Set task: Pictures do not belong in your copy. Repeat all the other data exactly.
· · · ·
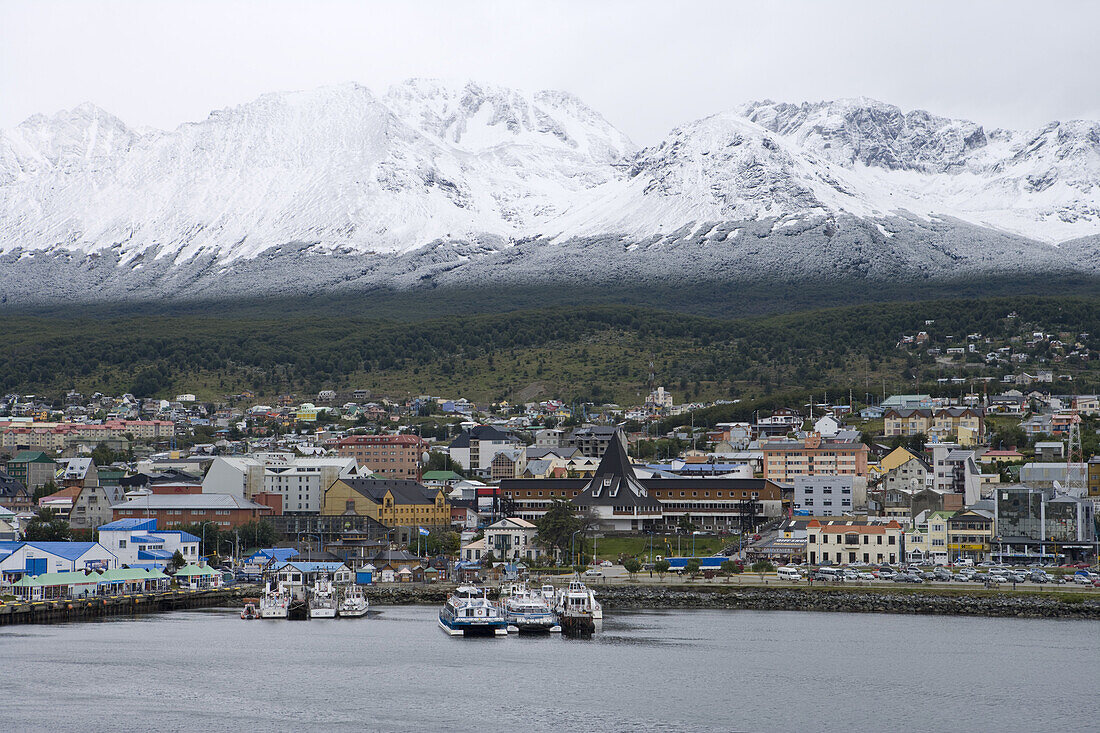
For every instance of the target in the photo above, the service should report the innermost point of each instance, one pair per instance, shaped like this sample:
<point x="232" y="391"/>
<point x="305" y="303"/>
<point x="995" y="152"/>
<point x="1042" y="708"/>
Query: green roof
<point x="79" y="578"/>
<point x="131" y="573"/>
<point x="56" y="579"/>
<point x="196" y="570"/>
<point x="31" y="457"/>
<point x="440" y="476"/>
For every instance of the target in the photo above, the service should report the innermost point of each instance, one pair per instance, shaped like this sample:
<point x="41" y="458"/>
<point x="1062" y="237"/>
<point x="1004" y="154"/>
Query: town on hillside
<point x="432" y="488"/>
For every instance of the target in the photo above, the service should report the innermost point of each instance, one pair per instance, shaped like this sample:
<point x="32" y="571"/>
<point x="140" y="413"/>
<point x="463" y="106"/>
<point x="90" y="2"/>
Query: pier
<point x="64" y="610"/>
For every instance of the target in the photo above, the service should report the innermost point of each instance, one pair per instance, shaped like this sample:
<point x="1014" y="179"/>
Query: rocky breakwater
<point x="976" y="603"/>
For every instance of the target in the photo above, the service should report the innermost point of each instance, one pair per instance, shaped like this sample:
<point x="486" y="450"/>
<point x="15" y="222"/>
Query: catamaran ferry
<point x="528" y="611"/>
<point x="469" y="613"/>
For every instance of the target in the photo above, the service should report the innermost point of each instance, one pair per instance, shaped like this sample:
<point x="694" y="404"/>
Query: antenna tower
<point x="1075" y="469"/>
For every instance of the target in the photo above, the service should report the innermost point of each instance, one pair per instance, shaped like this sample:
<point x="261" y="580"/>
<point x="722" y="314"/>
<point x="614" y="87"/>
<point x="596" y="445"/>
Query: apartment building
<point x="299" y="482"/>
<point x="839" y="543"/>
<point x="387" y="456"/>
<point x="828" y="495"/>
<point x="942" y="422"/>
<point x="783" y="460"/>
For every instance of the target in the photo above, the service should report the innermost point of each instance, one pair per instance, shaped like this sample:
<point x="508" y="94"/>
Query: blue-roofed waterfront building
<point x="139" y="544"/>
<point x="20" y="558"/>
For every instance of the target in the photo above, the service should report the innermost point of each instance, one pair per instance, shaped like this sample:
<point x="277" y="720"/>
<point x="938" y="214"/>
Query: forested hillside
<point x="595" y="353"/>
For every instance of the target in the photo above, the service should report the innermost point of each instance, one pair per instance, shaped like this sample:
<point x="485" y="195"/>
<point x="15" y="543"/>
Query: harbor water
<point x="672" y="670"/>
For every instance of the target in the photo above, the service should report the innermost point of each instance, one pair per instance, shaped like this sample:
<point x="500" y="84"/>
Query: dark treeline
<point x="155" y="354"/>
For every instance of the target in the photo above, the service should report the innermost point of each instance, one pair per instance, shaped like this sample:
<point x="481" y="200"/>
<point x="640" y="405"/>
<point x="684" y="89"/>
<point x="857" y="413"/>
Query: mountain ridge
<point x="432" y="182"/>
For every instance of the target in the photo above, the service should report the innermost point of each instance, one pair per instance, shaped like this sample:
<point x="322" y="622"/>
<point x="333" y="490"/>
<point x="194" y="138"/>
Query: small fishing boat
<point x="353" y="603"/>
<point x="322" y="601"/>
<point x="274" y="603"/>
<point x="468" y="612"/>
<point x="250" y="611"/>
<point x="575" y="609"/>
<point x="527" y="611"/>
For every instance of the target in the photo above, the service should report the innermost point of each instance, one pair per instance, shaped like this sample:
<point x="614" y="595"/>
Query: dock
<point x="100" y="606"/>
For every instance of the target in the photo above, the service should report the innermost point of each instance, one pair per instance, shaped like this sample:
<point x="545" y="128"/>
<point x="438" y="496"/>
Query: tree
<point x="558" y="525"/>
<point x="439" y="461"/>
<point x="442" y="543"/>
<point x="255" y="533"/>
<point x="208" y="538"/>
<point x="692" y="567"/>
<point x="46" y="527"/>
<point x="633" y="566"/>
<point x="761" y="567"/>
<point x="177" y="560"/>
<point x="103" y="456"/>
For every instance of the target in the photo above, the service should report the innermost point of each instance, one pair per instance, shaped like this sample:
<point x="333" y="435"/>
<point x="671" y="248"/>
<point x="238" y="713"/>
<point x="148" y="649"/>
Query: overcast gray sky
<point x="646" y="66"/>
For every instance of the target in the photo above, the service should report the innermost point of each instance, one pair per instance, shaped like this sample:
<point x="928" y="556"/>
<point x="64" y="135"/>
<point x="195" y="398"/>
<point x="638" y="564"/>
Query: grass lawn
<point x="609" y="548"/>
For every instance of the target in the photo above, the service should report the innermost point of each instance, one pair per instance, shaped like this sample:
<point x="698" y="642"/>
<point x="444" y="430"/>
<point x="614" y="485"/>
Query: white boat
<point x="274" y="603"/>
<point x="322" y="600"/>
<point x="528" y="611"/>
<point x="575" y="590"/>
<point x="576" y="609"/>
<point x="468" y="612"/>
<point x="353" y="602"/>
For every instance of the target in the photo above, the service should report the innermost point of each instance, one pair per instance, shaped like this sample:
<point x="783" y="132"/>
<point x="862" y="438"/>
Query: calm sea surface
<point x="695" y="670"/>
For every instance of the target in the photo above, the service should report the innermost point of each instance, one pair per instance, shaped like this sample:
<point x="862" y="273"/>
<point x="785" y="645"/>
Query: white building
<point x="475" y="448"/>
<point x="829" y="495"/>
<point x="138" y="543"/>
<point x="512" y="539"/>
<point x="300" y="481"/>
<point x="827" y="426"/>
<point x="955" y="470"/>
<point x="839" y="543"/>
<point x="36" y="558"/>
<point x="659" y="398"/>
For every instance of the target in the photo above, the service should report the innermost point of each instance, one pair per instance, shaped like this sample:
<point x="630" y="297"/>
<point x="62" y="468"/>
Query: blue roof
<point x="133" y="523"/>
<point x="278" y="554"/>
<point x="314" y="567"/>
<point x="67" y="550"/>
<point x="184" y="536"/>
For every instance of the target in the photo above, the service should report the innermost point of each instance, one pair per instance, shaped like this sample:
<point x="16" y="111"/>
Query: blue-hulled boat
<point x="468" y="612"/>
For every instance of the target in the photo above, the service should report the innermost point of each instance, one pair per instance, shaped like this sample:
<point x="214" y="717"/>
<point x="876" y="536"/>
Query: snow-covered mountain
<point x="340" y="187"/>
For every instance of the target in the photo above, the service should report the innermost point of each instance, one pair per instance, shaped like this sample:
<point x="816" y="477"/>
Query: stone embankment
<point x="640" y="597"/>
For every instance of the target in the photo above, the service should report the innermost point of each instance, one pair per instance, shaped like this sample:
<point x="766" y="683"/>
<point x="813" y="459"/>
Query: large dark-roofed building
<point x="714" y="504"/>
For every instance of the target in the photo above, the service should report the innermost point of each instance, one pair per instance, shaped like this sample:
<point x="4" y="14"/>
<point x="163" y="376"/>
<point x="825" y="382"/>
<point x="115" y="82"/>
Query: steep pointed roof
<point x="615" y="484"/>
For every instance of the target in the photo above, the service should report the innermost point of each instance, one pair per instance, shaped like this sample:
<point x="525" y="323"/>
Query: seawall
<point x="100" y="606"/>
<point x="1044" y="604"/>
· · · ·
Worked solution:
For every instance of the target in the photo above, the service should report the innermost point of each instance, one pair per instance, shaped like this sample:
<point x="232" y="391"/>
<point x="305" y="303"/>
<point x="995" y="152"/>
<point x="1042" y="708"/>
Query: green roof
<point x="79" y="578"/>
<point x="131" y="573"/>
<point x="56" y="579"/>
<point x="196" y="570"/>
<point x="31" y="457"/>
<point x="440" y="476"/>
For every instance of the target in the photo above, the service should report the innermost point of each instance, one pair per instance, shaped like this sample:
<point x="41" y="458"/>
<point x="1062" y="237"/>
<point x="1004" y="154"/>
Query: town on hillside
<point x="432" y="488"/>
For every instance of the target in the photo above, the service should report the innermost point of each instance, one pair per instance, shaped like this sample:
<point x="32" y="571"/>
<point x="140" y="413"/>
<point x="463" y="106"/>
<point x="90" y="2"/>
Query: pier
<point x="64" y="610"/>
For every instance of the target in the photo above, the service should report the innermost point of each instance, one pair per instance, shaped like this sample:
<point x="1014" y="179"/>
Query: rocky breakwater
<point x="976" y="603"/>
For every instance of the target in the photo above, the service should report the innermost point of each instance, one pair per instance, shaped like this sample:
<point x="486" y="450"/>
<point x="15" y="222"/>
Query: catamaran ferry
<point x="528" y="611"/>
<point x="469" y="613"/>
For every instance of the target in the photo above, the service should report the innermost point of each instance, one pair per instance, shaped like this sample:
<point x="694" y="404"/>
Query: antenna tower
<point x="1075" y="469"/>
For every instance of the target in the photo above, the service should report the innermost point of each instance, one pair per instance, shaped like this sample:
<point x="261" y="580"/>
<point x="722" y="314"/>
<point x="614" y="87"/>
<point x="596" y="445"/>
Query: apartment building
<point x="299" y="482"/>
<point x="839" y="543"/>
<point x="387" y="456"/>
<point x="828" y="495"/>
<point x="942" y="422"/>
<point x="783" y="460"/>
For every instance of the target in the photo above, the service should report the innermost point of each instance, one pair per instance, shaped like this sample:
<point x="508" y="94"/>
Query: blue-roofed waterfront building
<point x="139" y="544"/>
<point x="20" y="558"/>
For every instance of the target in the photo above, the service should report the innermost point of each instance, one pair per instance, shaped like this sample:
<point x="277" y="720"/>
<point x="938" y="214"/>
Query: forested hillside
<point x="595" y="353"/>
For every instance of the target in the photo above, the service should report the innermost point of each instance, one pair per instance, shaped like this sample:
<point x="485" y="195"/>
<point x="15" y="543"/>
Query: harbor water
<point x="672" y="670"/>
For every instance of the target in the photo above, the service should report the innermost point of each instance, one pair per instance, shaped like this sample:
<point x="500" y="84"/>
Query: dark treeline
<point x="155" y="354"/>
For every instance of the target in the photo above, the service should report the innermost point of each instance, one pair per instance, shaped like this sample:
<point x="481" y="200"/>
<point x="640" y="405"/>
<point x="684" y="89"/>
<point x="857" y="413"/>
Query: mountain ridge
<point x="432" y="182"/>
For every instance of the target in the photo above, the service should report the innermost point of each instance, one pair per instance, shaped like this sample:
<point x="322" y="622"/>
<point x="333" y="490"/>
<point x="194" y="138"/>
Query: small fishing boat
<point x="353" y="603"/>
<point x="322" y="601"/>
<point x="274" y="603"/>
<point x="468" y="612"/>
<point x="250" y="611"/>
<point x="575" y="609"/>
<point x="527" y="611"/>
For every instance of the target in the photo above, the service should report the innermost point of each instance, one pair per instance, shaped like this sample:
<point x="614" y="595"/>
Query: dock
<point x="100" y="606"/>
For every instance of the target in the photo above, the service should report the innermost point of each instance, one pair per instance, shaped like this sample:
<point x="545" y="128"/>
<point x="438" y="496"/>
Query: tree
<point x="558" y="525"/>
<point x="439" y="461"/>
<point x="442" y="543"/>
<point x="255" y="533"/>
<point x="208" y="538"/>
<point x="692" y="567"/>
<point x="46" y="527"/>
<point x="633" y="566"/>
<point x="761" y="567"/>
<point x="177" y="560"/>
<point x="103" y="456"/>
For every instance of the target in the photo above, the service should report the innermost point of each instance, one pair per instance, shaped like this sample:
<point x="333" y="435"/>
<point x="671" y="248"/>
<point x="238" y="713"/>
<point x="148" y="649"/>
Query: overcast gray sky
<point x="646" y="66"/>
For every instance of the target in the photo above, the service should report the innermost point of each instance, one pair per instance, shaped like this sample:
<point x="928" y="556"/>
<point x="64" y="135"/>
<point x="195" y="398"/>
<point x="638" y="564"/>
Query: grass lawn
<point x="609" y="548"/>
For every instance of the target in the photo above, the service should report the innermost point of each instance, one pair per instance, shaped like this sample:
<point x="698" y="642"/>
<point x="444" y="430"/>
<point x="614" y="485"/>
Query: white boat
<point x="274" y="603"/>
<point x="322" y="600"/>
<point x="528" y="611"/>
<point x="575" y="590"/>
<point x="576" y="609"/>
<point x="468" y="612"/>
<point x="353" y="602"/>
For every instance of the target in the photo above, the service should report the innermost point of each instance, one pair per instance, shaped like this sample:
<point x="783" y="132"/>
<point x="862" y="438"/>
Query: calm sea surface
<point x="695" y="670"/>
For every instance of the target in the photo above, the service should report the innermost point of each instance, one pair per instance, shaped like this sample:
<point x="862" y="273"/>
<point x="785" y="645"/>
Query: white building
<point x="475" y="448"/>
<point x="829" y="495"/>
<point x="138" y="543"/>
<point x="512" y="539"/>
<point x="300" y="481"/>
<point x="827" y="426"/>
<point x="955" y="470"/>
<point x="839" y="543"/>
<point x="36" y="558"/>
<point x="659" y="398"/>
For every instance of the target in the photo above, the service should report the innermost point of each instance, one pair per instance, shaped like this sample:
<point x="630" y="297"/>
<point x="62" y="468"/>
Query: blue roof
<point x="133" y="523"/>
<point x="278" y="554"/>
<point x="314" y="567"/>
<point x="67" y="550"/>
<point x="184" y="536"/>
For every instance of the target in the photo above, the service should report the innermost point of each instance, one pair per instance, shaped like this sample:
<point x="16" y="111"/>
Query: blue-hulled boat
<point x="468" y="612"/>
For every instance of the target in the photo above, the service should report the innermost point of each instance, one pair per instance, shaped like this sample:
<point x="214" y="717"/>
<point x="876" y="536"/>
Query: snow-covered mountain
<point x="340" y="187"/>
For every instance of the target in the photo above, the service should report the innermost point of each instance, one pair per instance, shaped like this sample:
<point x="816" y="477"/>
Query: stone embankment
<point x="640" y="597"/>
For every instance of the target in the photo above, the service should report the innermost point of each instance, one pair per instance, shaped like this sample:
<point x="766" y="683"/>
<point x="813" y="459"/>
Query: large dark-roofed building
<point x="714" y="504"/>
For every instance of the target in the photo above, the service should report the innermost point of each instance, one pair per instance, shaped like this sample:
<point x="4" y="14"/>
<point x="163" y="376"/>
<point x="825" y="382"/>
<point x="115" y="82"/>
Query: steep pointed roof
<point x="615" y="484"/>
For every instance of the target in the photo above, the service should report the innermost point of each instance, one pair per instance, shaped like this sample:
<point x="525" y="323"/>
Query: seawall
<point x="100" y="606"/>
<point x="1044" y="604"/>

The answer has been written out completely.